## Point labeling examples

▼

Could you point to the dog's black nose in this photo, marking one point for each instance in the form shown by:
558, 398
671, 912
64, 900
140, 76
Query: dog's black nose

▲

## Exercise
Copy every line of the data above, keeping each one unchanged.

## Answer
Could you point to the dog's black nose in this photo, marking one point for each instance in the form shown by:
558, 398
671, 912
64, 900
140, 76
Query: dog's black nose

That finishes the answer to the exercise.